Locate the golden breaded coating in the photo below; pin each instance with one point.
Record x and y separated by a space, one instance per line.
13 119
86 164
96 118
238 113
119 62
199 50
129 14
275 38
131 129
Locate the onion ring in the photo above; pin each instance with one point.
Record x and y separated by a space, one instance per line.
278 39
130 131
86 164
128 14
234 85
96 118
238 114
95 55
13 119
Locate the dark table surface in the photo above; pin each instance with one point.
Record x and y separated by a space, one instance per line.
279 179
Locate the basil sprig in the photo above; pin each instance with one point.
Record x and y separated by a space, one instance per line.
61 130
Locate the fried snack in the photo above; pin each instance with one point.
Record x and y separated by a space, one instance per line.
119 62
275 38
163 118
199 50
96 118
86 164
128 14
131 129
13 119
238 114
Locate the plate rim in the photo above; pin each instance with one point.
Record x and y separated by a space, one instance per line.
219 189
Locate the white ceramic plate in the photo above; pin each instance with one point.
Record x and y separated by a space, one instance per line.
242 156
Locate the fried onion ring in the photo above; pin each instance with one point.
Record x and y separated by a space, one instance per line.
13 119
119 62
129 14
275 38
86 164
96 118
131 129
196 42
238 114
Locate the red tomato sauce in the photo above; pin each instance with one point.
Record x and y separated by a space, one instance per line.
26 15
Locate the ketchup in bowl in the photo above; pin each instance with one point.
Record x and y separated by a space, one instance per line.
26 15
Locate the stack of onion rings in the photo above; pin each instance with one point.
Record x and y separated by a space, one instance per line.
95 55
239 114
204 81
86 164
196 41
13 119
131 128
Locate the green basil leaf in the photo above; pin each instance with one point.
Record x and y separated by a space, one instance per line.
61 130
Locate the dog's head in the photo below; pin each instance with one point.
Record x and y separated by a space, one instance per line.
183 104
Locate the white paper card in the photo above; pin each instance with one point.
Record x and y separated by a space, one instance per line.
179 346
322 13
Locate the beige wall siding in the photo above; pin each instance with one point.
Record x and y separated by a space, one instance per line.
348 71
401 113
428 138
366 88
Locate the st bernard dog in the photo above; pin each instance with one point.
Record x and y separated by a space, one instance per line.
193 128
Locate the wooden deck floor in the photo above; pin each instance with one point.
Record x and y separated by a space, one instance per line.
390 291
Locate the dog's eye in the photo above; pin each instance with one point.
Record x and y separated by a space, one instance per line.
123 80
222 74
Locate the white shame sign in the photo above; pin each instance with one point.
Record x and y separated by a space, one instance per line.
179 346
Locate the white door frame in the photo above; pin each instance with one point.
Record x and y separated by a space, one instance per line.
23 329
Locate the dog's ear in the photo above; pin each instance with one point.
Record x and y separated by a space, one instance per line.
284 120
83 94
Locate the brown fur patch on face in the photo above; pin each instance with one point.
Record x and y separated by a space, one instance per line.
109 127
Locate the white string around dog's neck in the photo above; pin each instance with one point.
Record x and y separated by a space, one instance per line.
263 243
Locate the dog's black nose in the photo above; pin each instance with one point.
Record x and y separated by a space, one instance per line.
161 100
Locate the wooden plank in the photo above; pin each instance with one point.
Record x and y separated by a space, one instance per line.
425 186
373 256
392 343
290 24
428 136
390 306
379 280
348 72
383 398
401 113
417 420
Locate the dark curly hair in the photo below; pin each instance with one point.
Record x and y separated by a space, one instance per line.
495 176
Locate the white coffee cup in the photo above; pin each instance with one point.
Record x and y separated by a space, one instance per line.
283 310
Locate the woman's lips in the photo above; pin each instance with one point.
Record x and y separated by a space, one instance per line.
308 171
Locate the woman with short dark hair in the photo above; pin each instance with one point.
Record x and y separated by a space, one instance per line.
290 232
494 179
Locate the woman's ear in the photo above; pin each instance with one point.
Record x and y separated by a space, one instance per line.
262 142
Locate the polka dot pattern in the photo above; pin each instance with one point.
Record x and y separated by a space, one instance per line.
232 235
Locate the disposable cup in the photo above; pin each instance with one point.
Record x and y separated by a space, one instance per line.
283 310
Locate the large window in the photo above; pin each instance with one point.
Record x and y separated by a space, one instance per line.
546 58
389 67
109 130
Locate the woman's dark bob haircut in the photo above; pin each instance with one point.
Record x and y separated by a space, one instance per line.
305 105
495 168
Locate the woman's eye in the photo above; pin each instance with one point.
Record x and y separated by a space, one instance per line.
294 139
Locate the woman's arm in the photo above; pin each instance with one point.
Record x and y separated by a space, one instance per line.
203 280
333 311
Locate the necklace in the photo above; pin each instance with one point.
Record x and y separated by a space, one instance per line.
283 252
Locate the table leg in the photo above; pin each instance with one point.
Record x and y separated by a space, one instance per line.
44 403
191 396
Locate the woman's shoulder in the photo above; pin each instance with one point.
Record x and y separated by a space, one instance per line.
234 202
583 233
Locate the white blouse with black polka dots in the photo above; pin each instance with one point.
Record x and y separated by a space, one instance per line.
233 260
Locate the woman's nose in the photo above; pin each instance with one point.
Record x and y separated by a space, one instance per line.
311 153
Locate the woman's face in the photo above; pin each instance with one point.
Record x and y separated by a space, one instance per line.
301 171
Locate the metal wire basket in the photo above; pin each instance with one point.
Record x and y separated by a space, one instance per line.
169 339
*****
• Brief:
Repeat the line that contains "Locate the woman's eye", then every line after it until the records end, with nothing added.

• Complete answer:
Locate the woman's eye in the photo above; pin each instance with one point.
Record x and y separated by a space, one instance per line.
294 139
Locate the woman's arm in the photo above; pin each instance with one point.
Record x and y separated by a space, one instance per line.
203 280
333 311
Locate the necklace in the photo above; pin each instance with one point.
Record x and y separated by a space, one instance per line.
283 252
Locate the table leg in the photo above; pin each instance with one point.
Record x and y separated by a space, one instance per line.
44 403
191 396
Locate the woman's shoulder in the photo above; pin each instance with one point.
Record x and y separated by a space, one instance per line.
234 202
583 233
Locate the white blouse with black polka dots in the photo above; pin each instance with one point.
Record x and y separated by a space, one instance per line.
233 260
Locate the woman's nose in the photo above; pin each instance with one point.
Record x and y separated by a space, one instance per line.
311 153
Locate the woman's face in the photo above; pin each instance with one point.
Record x and y separated by a space, one instance per line.
301 171
Locate the metal wire basket in the photo above; pin each instance with one point.
Record x and y separated by a space, one instance per line.
169 339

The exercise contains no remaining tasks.